*Dataset extract:*
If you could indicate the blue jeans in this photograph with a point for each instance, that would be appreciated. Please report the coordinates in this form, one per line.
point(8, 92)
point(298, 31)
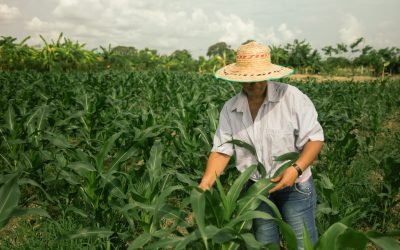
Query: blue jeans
point(297, 204)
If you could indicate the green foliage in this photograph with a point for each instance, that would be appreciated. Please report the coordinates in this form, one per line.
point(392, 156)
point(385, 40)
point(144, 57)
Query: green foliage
point(115, 158)
point(66, 55)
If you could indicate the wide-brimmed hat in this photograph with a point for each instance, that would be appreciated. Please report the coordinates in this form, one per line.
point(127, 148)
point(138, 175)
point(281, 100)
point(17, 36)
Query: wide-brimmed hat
point(253, 64)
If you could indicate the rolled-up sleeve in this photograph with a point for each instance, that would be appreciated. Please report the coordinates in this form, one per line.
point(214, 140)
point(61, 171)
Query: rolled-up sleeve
point(223, 134)
point(307, 126)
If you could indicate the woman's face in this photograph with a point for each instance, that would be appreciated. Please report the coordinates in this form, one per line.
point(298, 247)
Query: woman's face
point(255, 89)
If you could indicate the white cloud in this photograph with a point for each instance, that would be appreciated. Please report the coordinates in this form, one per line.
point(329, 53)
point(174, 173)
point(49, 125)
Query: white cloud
point(7, 13)
point(35, 24)
point(167, 26)
point(351, 29)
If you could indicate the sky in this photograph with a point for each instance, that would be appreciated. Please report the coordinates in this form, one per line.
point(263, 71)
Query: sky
point(195, 25)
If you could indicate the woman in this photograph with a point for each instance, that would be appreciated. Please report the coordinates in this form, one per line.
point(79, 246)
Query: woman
point(275, 118)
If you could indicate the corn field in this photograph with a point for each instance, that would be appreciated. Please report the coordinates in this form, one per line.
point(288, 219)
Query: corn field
point(112, 160)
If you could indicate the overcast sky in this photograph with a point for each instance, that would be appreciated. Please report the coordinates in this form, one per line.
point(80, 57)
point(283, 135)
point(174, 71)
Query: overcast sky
point(195, 25)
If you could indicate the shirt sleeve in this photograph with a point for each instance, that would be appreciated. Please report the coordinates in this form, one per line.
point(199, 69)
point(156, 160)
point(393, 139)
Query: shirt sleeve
point(223, 134)
point(307, 125)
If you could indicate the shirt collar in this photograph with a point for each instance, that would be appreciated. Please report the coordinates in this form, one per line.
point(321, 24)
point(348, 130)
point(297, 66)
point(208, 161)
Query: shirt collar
point(272, 96)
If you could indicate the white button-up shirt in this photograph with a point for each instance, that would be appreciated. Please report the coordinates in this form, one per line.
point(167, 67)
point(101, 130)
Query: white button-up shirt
point(286, 120)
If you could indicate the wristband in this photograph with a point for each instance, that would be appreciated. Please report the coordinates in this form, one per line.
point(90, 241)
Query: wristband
point(298, 169)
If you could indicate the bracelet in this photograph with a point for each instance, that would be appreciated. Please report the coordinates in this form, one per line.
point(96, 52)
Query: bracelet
point(298, 169)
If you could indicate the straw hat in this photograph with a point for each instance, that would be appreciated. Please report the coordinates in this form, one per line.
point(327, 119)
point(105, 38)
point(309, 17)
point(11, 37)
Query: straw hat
point(253, 64)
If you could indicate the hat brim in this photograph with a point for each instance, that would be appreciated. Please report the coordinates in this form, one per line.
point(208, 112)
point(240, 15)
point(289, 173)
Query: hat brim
point(233, 73)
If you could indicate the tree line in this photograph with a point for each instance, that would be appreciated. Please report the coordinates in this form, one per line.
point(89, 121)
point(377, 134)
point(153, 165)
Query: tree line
point(357, 58)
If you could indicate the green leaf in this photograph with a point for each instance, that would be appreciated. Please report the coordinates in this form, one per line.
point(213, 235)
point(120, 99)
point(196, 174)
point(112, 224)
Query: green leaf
point(272, 205)
point(10, 118)
point(236, 189)
point(153, 165)
point(123, 157)
point(251, 242)
point(89, 233)
point(250, 200)
point(385, 241)
point(197, 200)
point(245, 145)
point(23, 181)
point(249, 215)
point(306, 239)
point(140, 241)
point(224, 200)
point(9, 197)
point(30, 211)
point(102, 155)
point(58, 140)
point(81, 168)
point(291, 156)
point(328, 240)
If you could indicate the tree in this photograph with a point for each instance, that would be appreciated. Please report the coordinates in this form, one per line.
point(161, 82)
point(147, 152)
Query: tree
point(279, 55)
point(302, 56)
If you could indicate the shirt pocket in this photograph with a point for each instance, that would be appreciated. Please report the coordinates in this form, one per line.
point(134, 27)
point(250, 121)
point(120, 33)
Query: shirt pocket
point(277, 142)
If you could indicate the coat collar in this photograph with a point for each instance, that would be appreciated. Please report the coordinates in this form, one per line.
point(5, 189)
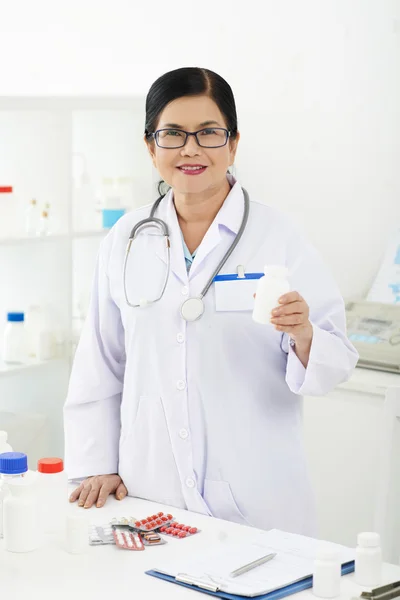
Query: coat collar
point(229, 218)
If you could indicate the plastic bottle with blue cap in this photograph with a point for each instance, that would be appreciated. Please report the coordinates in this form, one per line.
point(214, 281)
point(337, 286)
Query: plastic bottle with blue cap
point(15, 340)
point(20, 503)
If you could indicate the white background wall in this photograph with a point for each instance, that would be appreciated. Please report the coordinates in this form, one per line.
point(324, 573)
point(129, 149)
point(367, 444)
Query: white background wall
point(316, 82)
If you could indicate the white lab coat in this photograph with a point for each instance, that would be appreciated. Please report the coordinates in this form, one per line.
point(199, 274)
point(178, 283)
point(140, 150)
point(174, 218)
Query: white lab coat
point(204, 415)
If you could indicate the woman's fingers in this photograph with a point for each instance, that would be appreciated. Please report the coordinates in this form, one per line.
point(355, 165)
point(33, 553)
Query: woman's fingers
point(121, 492)
point(76, 493)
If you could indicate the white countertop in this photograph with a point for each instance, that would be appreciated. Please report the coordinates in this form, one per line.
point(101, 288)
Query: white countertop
point(103, 572)
point(372, 382)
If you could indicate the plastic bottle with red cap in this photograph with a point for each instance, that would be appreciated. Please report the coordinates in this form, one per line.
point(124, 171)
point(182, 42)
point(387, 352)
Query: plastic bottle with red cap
point(53, 492)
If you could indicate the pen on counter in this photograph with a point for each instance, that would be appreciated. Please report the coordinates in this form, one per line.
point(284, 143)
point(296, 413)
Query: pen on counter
point(252, 565)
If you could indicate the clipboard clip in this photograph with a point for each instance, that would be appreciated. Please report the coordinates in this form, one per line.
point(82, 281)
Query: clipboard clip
point(384, 592)
point(200, 583)
point(240, 272)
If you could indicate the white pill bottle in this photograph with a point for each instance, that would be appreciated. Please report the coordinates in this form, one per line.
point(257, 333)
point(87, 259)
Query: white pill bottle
point(269, 289)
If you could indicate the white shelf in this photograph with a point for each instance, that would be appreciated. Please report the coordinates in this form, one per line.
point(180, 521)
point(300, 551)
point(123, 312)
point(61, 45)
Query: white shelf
point(370, 382)
point(31, 239)
point(11, 369)
point(85, 234)
point(12, 241)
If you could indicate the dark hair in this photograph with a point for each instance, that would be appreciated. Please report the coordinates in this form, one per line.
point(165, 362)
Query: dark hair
point(189, 81)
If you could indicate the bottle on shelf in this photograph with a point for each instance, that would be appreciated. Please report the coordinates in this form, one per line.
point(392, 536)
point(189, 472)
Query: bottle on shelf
point(15, 349)
point(40, 334)
point(44, 222)
point(32, 216)
point(113, 208)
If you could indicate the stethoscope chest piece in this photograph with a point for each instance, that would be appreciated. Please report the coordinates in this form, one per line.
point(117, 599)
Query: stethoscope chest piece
point(192, 309)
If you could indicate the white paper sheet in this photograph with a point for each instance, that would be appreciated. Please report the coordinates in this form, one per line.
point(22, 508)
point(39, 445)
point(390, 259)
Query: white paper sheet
point(294, 562)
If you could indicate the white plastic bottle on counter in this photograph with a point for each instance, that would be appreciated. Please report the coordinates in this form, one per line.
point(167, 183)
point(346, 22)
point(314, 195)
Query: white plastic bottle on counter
point(53, 494)
point(368, 567)
point(4, 447)
point(15, 342)
point(20, 505)
point(327, 574)
point(270, 288)
point(12, 465)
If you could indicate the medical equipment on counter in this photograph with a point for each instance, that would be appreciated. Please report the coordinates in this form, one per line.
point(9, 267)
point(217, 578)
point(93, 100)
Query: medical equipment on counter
point(327, 574)
point(15, 340)
point(252, 565)
point(53, 493)
point(374, 330)
point(368, 566)
point(269, 289)
point(20, 504)
point(192, 308)
point(383, 592)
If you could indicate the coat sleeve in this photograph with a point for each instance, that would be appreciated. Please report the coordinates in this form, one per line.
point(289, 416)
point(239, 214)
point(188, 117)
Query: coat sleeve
point(332, 356)
point(92, 408)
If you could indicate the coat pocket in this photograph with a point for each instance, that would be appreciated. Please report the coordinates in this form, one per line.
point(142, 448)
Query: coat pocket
point(219, 499)
point(146, 463)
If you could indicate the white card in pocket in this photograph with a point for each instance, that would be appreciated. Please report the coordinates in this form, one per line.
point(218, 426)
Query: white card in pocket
point(234, 293)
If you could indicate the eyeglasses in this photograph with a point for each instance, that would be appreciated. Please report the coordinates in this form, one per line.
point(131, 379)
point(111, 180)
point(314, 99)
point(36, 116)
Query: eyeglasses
point(211, 137)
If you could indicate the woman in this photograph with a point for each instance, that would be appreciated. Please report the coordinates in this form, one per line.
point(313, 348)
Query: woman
point(203, 415)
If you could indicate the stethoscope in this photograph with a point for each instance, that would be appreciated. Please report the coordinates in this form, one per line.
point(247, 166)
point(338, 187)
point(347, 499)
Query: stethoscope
point(192, 308)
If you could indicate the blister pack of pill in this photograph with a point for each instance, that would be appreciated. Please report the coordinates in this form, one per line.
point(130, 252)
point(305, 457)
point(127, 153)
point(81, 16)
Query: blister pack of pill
point(179, 530)
point(151, 538)
point(126, 539)
point(153, 522)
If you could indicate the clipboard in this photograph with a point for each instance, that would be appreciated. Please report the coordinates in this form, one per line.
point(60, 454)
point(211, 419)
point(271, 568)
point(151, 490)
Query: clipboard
point(300, 586)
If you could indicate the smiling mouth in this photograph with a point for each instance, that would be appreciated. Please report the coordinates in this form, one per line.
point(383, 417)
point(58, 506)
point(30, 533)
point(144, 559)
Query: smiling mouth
point(192, 169)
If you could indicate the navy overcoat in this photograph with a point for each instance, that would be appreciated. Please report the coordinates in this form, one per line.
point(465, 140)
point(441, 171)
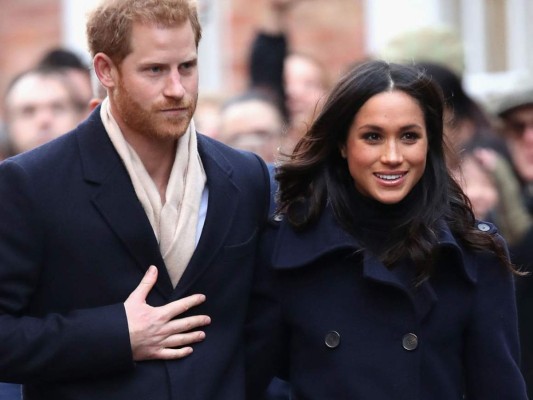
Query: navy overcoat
point(343, 326)
point(75, 242)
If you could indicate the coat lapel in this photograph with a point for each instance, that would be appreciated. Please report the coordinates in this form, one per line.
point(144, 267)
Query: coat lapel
point(115, 199)
point(221, 212)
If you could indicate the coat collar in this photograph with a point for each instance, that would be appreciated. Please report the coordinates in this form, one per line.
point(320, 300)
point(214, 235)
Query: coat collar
point(115, 199)
point(299, 249)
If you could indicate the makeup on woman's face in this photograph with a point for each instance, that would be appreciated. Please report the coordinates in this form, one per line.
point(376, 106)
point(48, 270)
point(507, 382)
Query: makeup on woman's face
point(387, 145)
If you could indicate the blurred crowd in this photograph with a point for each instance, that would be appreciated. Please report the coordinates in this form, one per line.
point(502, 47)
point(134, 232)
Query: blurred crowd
point(490, 142)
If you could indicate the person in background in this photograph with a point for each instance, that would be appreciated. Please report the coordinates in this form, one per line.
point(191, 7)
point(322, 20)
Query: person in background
point(207, 114)
point(298, 80)
point(40, 105)
point(387, 287)
point(128, 245)
point(466, 121)
point(77, 72)
point(252, 121)
point(514, 112)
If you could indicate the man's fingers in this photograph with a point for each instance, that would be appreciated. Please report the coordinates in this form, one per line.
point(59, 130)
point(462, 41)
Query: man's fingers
point(178, 307)
point(183, 339)
point(174, 354)
point(188, 324)
point(147, 283)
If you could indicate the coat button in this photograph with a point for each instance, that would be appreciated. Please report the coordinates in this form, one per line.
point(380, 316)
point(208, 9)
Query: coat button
point(332, 339)
point(410, 341)
point(483, 227)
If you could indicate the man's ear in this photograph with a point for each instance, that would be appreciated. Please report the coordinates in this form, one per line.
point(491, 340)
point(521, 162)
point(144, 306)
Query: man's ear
point(105, 70)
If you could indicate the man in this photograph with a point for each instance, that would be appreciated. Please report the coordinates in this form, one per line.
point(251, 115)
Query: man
point(40, 105)
point(298, 80)
point(252, 121)
point(515, 112)
point(128, 240)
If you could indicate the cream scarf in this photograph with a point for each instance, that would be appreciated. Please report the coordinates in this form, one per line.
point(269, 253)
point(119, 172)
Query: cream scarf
point(175, 221)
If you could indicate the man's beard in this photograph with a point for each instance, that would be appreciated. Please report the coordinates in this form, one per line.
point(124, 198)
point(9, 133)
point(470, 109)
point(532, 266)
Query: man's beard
point(153, 122)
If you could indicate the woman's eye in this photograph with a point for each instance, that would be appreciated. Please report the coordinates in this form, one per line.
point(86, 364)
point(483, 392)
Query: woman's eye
point(411, 136)
point(372, 137)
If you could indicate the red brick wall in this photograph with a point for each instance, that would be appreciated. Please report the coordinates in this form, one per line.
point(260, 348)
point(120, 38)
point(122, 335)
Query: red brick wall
point(331, 30)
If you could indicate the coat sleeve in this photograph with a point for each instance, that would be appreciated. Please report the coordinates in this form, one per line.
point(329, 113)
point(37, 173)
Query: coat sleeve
point(36, 347)
point(492, 345)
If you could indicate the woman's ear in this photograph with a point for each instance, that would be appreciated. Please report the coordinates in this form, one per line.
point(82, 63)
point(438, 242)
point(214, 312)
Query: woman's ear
point(105, 70)
point(343, 151)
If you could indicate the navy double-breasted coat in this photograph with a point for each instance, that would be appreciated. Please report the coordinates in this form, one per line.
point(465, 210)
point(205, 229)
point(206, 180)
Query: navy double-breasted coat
point(75, 242)
point(343, 326)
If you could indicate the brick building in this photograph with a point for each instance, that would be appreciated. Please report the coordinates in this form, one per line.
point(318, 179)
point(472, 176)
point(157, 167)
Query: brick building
point(331, 30)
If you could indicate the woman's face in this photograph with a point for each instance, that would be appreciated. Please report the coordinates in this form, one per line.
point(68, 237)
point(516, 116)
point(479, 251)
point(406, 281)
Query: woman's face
point(387, 147)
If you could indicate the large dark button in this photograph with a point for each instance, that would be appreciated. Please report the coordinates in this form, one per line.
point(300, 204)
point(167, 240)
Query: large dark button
point(410, 341)
point(332, 339)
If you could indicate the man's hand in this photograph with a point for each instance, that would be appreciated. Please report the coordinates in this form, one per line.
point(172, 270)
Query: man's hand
point(154, 333)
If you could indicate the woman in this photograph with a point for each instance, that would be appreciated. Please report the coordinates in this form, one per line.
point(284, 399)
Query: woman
point(387, 287)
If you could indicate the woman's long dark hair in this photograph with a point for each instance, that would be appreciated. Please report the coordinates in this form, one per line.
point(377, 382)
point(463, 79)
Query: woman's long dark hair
point(316, 173)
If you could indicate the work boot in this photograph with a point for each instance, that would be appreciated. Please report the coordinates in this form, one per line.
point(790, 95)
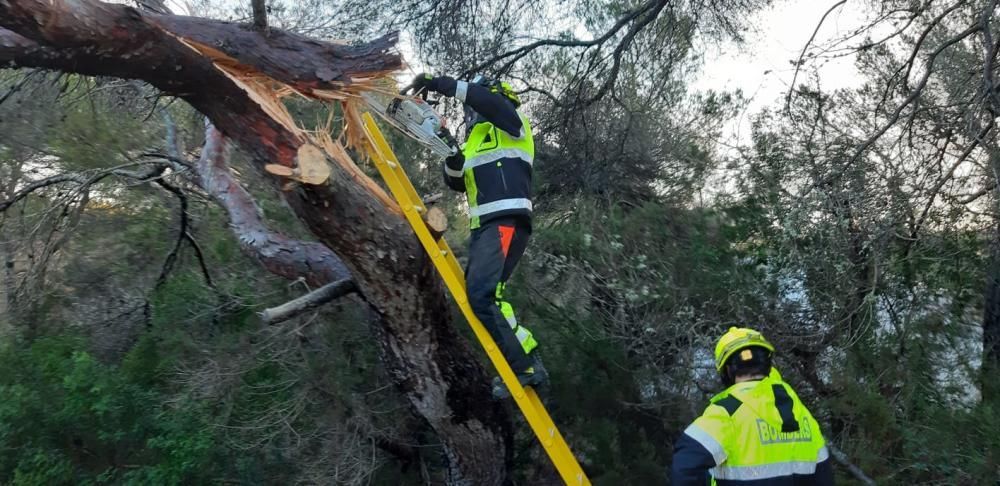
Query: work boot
point(534, 376)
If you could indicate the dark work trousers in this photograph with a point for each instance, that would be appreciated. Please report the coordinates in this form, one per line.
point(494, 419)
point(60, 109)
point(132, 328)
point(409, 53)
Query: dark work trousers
point(494, 250)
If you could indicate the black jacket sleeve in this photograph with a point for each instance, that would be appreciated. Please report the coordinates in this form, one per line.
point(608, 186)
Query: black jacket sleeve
point(494, 107)
point(691, 463)
point(455, 163)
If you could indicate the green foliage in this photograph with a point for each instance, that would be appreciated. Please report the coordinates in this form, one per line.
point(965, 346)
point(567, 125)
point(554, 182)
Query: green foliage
point(68, 419)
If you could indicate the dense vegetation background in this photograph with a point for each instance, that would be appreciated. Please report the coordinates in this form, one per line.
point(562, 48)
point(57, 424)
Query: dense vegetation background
point(858, 229)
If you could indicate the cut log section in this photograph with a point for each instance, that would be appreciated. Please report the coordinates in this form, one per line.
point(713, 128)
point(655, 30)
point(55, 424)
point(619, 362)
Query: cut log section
point(436, 221)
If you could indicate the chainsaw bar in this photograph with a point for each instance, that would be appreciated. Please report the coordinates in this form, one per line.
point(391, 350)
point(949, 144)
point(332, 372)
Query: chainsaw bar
point(417, 120)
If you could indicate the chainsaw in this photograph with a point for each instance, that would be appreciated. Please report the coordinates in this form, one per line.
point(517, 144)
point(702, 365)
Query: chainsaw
point(415, 117)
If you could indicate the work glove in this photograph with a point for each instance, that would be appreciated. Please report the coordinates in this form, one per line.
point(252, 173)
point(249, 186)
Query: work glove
point(422, 82)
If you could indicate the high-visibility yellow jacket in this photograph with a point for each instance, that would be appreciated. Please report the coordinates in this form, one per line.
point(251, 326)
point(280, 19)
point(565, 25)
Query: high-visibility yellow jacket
point(754, 433)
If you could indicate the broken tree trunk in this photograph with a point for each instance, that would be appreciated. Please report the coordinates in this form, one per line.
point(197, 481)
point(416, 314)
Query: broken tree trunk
point(221, 69)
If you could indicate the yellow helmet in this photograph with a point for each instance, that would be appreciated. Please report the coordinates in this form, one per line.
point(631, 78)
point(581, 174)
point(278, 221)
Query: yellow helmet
point(735, 339)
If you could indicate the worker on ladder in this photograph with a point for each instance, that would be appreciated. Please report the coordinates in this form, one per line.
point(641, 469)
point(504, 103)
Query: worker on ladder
point(757, 431)
point(493, 169)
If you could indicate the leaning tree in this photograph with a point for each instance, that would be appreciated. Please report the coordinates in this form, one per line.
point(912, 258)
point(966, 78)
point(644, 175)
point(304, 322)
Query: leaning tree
point(236, 75)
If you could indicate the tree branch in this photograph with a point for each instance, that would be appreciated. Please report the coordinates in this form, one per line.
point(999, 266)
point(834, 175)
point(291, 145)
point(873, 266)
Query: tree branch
point(34, 186)
point(259, 15)
point(798, 65)
point(855, 471)
point(520, 52)
point(308, 302)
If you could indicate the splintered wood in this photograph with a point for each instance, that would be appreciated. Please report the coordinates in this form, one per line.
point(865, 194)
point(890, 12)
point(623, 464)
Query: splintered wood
point(317, 145)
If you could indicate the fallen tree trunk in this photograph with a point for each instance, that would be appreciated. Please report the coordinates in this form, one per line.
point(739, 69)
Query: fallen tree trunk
point(220, 69)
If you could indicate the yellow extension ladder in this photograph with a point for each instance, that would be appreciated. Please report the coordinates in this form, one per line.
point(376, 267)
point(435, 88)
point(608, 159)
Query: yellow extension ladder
point(446, 264)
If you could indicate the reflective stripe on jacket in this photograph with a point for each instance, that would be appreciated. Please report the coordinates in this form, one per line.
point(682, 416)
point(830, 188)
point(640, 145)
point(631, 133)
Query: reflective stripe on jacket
point(497, 172)
point(754, 433)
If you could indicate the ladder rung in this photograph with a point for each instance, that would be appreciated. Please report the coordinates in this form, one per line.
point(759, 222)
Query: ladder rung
point(444, 260)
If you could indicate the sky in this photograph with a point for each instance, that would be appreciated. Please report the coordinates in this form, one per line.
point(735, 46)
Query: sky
point(762, 68)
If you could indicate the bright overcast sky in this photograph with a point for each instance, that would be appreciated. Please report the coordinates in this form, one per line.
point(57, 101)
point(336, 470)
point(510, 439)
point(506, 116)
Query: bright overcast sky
point(763, 68)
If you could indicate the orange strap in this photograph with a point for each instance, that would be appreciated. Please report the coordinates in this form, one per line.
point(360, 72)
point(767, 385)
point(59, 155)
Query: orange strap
point(506, 235)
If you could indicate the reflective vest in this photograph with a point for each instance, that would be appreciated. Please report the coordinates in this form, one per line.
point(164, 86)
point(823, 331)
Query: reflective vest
point(759, 431)
point(497, 172)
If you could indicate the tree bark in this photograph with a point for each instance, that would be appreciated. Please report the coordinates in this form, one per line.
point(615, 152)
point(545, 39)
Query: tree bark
point(429, 361)
point(991, 306)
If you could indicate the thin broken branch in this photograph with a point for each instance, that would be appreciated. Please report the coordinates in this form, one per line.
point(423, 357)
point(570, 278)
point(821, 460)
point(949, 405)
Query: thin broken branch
point(308, 302)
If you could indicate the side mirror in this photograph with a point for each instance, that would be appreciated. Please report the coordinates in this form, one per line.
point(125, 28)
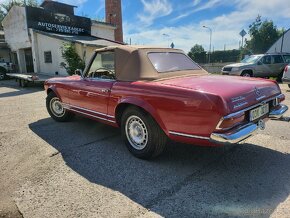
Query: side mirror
point(79, 72)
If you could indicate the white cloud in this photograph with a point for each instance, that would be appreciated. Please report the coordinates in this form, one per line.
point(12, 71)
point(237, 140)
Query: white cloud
point(200, 7)
point(226, 27)
point(154, 9)
point(74, 2)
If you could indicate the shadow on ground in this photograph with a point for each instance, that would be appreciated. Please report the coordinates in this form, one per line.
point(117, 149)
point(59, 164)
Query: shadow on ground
point(186, 181)
point(16, 90)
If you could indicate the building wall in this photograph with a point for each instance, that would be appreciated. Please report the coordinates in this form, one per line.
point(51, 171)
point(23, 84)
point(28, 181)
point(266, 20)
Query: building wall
point(103, 31)
point(276, 47)
point(114, 16)
point(42, 44)
point(15, 28)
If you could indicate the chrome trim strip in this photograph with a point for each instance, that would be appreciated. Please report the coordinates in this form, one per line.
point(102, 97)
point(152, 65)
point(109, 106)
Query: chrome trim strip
point(81, 108)
point(251, 107)
point(278, 113)
point(100, 118)
point(188, 135)
point(235, 135)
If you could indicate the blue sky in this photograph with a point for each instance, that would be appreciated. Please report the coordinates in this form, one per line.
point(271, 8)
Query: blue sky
point(146, 21)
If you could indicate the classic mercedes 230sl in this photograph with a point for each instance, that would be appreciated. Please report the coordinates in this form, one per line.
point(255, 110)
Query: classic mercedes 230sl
point(154, 94)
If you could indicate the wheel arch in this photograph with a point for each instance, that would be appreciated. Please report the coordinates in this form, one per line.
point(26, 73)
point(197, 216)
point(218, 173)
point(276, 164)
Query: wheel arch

*Exercise brief:*
In the data above, which lines lie between the line with "point(713, 128)" and the line with "If you could indicate the chainsaw bar", inclusive? Print those lines exactly and nothing else.

*Your solution:*
point(713, 128)
point(655, 30)
point(55, 424)
point(619, 362)
Query: cut log section
point(436, 221)
If you could indicate the chainsaw bar in this photograph with a point for each instance, that would be appreciated. Please report the coordinates in this form, one per line.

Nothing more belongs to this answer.